● **STATED EXERCISE**:
Extract every line from the items below that contains the word "green". Case matters.

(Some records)

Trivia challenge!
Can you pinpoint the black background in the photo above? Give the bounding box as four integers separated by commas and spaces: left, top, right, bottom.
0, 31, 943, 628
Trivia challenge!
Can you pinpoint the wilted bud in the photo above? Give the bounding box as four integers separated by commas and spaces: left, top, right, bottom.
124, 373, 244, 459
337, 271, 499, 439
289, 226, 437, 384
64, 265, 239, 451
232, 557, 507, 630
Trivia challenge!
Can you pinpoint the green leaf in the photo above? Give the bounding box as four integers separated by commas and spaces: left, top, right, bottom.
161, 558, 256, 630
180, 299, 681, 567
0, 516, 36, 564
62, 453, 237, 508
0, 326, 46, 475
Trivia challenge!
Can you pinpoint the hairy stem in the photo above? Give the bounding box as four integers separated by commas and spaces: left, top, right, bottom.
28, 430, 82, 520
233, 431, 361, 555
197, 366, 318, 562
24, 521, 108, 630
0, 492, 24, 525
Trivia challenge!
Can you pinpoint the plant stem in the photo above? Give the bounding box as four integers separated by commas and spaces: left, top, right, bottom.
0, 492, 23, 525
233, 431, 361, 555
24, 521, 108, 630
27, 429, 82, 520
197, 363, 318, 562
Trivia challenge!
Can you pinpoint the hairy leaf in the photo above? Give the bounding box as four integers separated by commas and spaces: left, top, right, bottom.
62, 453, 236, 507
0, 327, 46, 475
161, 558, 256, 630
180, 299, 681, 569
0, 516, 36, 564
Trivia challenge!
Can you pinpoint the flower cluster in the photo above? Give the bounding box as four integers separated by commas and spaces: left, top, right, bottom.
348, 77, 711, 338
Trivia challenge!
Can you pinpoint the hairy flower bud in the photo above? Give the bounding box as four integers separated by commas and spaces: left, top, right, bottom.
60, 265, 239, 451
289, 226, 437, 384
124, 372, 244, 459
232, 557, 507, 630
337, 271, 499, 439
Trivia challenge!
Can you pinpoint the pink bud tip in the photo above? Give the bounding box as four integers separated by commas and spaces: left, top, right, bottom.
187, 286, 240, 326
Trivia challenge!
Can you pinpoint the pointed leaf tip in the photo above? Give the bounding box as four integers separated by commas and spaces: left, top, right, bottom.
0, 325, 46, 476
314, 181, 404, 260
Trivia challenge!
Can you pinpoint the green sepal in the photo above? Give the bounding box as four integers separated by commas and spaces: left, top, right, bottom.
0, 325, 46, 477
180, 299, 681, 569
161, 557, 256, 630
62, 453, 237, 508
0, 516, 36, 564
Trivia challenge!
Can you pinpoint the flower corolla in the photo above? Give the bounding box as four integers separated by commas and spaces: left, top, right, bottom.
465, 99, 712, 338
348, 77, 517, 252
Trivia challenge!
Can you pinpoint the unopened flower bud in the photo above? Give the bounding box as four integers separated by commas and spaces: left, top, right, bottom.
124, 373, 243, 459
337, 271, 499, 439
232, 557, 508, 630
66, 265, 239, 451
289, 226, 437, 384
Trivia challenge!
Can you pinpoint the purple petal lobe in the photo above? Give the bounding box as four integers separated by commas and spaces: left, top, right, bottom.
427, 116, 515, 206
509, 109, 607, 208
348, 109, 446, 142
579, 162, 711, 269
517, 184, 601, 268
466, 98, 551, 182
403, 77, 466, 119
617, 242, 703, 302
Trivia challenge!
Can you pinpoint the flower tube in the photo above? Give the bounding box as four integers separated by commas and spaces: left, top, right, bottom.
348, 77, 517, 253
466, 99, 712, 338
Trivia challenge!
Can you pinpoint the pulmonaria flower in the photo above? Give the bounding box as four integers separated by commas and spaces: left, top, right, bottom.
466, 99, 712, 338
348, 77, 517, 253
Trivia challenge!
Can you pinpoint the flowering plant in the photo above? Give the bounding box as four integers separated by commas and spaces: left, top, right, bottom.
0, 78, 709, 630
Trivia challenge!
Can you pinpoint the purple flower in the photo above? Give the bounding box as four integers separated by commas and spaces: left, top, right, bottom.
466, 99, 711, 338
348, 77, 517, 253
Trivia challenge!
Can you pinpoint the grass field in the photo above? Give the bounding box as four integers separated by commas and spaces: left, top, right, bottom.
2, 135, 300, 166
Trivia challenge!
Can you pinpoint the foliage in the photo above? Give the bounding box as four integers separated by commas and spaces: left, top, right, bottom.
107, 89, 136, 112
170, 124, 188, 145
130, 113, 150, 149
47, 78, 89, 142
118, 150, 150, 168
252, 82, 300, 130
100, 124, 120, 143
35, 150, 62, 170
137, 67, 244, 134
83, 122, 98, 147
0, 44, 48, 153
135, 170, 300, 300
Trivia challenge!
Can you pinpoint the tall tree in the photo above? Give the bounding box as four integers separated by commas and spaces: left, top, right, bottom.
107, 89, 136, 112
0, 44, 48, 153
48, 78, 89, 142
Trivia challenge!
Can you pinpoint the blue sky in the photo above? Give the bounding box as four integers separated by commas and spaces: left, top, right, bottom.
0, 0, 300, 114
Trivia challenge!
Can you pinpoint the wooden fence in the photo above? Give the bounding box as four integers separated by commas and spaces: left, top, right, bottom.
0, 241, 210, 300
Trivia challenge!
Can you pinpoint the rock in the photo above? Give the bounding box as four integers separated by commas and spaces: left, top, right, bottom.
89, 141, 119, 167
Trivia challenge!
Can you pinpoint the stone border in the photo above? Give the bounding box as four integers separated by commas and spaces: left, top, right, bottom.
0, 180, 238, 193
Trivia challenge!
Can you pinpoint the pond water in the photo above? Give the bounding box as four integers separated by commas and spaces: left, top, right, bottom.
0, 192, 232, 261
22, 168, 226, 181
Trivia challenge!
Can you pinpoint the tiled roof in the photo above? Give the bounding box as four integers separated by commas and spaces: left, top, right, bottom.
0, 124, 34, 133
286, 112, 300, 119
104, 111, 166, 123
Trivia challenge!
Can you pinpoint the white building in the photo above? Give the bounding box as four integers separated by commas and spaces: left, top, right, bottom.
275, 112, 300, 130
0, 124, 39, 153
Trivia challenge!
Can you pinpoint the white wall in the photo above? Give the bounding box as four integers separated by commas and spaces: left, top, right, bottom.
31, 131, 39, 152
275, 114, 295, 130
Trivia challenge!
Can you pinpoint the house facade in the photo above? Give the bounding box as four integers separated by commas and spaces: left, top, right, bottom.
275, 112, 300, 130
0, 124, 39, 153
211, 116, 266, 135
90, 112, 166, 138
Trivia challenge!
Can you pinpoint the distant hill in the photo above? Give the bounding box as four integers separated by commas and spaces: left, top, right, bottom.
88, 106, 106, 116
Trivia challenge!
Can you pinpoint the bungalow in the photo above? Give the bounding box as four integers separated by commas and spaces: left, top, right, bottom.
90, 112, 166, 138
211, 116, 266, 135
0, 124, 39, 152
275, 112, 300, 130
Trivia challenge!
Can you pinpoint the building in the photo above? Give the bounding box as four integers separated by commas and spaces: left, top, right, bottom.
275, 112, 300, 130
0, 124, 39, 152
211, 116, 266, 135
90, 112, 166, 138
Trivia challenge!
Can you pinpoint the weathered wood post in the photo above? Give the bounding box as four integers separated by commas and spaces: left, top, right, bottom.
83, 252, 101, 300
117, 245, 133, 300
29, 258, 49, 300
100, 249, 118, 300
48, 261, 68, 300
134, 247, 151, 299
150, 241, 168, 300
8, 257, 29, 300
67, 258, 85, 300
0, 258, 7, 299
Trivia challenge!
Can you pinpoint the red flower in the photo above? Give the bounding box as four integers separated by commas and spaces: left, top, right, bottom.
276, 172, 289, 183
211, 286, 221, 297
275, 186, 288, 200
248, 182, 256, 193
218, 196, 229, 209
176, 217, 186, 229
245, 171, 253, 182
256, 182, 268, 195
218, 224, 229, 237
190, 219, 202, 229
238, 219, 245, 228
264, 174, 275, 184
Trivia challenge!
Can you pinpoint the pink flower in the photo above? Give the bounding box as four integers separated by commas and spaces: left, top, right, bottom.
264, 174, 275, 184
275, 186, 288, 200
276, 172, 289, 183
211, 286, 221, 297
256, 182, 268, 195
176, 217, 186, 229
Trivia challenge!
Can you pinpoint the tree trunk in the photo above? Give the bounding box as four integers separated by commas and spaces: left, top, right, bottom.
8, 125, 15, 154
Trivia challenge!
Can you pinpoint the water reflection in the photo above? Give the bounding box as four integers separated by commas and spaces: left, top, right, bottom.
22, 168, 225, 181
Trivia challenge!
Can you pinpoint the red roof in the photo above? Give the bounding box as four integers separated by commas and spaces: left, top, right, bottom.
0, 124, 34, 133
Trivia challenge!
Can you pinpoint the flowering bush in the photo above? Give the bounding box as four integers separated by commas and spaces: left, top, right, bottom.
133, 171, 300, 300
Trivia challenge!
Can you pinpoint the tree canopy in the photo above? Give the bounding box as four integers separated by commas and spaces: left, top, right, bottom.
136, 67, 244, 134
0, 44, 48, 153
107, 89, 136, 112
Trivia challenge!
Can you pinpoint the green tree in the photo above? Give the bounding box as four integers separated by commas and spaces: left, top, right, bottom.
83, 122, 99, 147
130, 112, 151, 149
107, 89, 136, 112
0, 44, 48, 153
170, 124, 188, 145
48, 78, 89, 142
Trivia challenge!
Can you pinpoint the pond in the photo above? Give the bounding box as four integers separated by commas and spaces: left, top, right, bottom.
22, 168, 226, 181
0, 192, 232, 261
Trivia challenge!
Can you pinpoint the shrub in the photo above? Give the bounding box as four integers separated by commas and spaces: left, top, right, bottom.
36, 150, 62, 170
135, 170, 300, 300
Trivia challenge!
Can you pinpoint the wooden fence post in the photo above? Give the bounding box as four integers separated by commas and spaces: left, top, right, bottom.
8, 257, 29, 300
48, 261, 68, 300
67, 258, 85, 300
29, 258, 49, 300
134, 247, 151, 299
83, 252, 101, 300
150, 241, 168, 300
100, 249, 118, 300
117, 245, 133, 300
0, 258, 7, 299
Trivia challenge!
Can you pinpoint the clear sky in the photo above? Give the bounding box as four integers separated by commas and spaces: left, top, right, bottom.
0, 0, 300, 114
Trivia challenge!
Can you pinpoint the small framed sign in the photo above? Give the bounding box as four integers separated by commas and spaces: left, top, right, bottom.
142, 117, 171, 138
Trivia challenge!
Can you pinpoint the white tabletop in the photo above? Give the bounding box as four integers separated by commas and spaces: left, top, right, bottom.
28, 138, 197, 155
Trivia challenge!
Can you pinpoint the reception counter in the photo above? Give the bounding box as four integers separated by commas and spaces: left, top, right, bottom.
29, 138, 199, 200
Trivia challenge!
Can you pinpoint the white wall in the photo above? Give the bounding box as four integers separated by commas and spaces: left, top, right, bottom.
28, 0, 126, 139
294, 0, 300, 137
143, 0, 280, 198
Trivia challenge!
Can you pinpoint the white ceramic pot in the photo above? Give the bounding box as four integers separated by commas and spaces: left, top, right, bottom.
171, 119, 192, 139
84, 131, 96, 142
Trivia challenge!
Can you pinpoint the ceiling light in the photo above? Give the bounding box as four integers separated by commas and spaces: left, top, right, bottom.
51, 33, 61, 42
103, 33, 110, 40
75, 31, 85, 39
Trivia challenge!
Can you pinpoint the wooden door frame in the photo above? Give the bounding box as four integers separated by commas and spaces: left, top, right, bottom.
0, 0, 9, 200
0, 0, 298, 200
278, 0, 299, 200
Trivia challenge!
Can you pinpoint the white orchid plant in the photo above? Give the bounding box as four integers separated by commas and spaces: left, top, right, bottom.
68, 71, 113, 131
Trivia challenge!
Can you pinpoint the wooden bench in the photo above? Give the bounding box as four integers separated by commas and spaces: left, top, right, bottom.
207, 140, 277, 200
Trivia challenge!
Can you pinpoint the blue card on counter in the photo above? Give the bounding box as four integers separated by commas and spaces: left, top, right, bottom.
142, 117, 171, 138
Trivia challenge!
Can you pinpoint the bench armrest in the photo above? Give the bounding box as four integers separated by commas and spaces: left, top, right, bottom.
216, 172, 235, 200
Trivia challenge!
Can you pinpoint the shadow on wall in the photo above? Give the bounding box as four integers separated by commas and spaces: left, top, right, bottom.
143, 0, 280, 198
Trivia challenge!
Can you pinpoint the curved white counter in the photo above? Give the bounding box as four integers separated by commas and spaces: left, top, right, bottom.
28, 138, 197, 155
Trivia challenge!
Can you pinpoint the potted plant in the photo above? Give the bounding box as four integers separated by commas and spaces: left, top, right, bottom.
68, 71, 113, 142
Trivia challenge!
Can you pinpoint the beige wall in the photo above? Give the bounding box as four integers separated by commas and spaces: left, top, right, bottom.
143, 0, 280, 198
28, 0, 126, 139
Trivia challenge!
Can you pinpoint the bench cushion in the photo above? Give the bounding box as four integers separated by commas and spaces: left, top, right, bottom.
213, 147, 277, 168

● **PROBLEM SOLUTION**:
Can you pinpoint the green leaf in the photo above? Give the bounding box as four integers separated by commas and spaces: left, top, right, bottom.
Can you pinpoint the green sepal in the photo above? Give the bounding box as four integers separated by commas and spaces: left, top, right, bottom.
Can you pinpoint the green tree in the photo above? Give the bounding box as four integers separated by commas and spaces: left, top, right, bottom.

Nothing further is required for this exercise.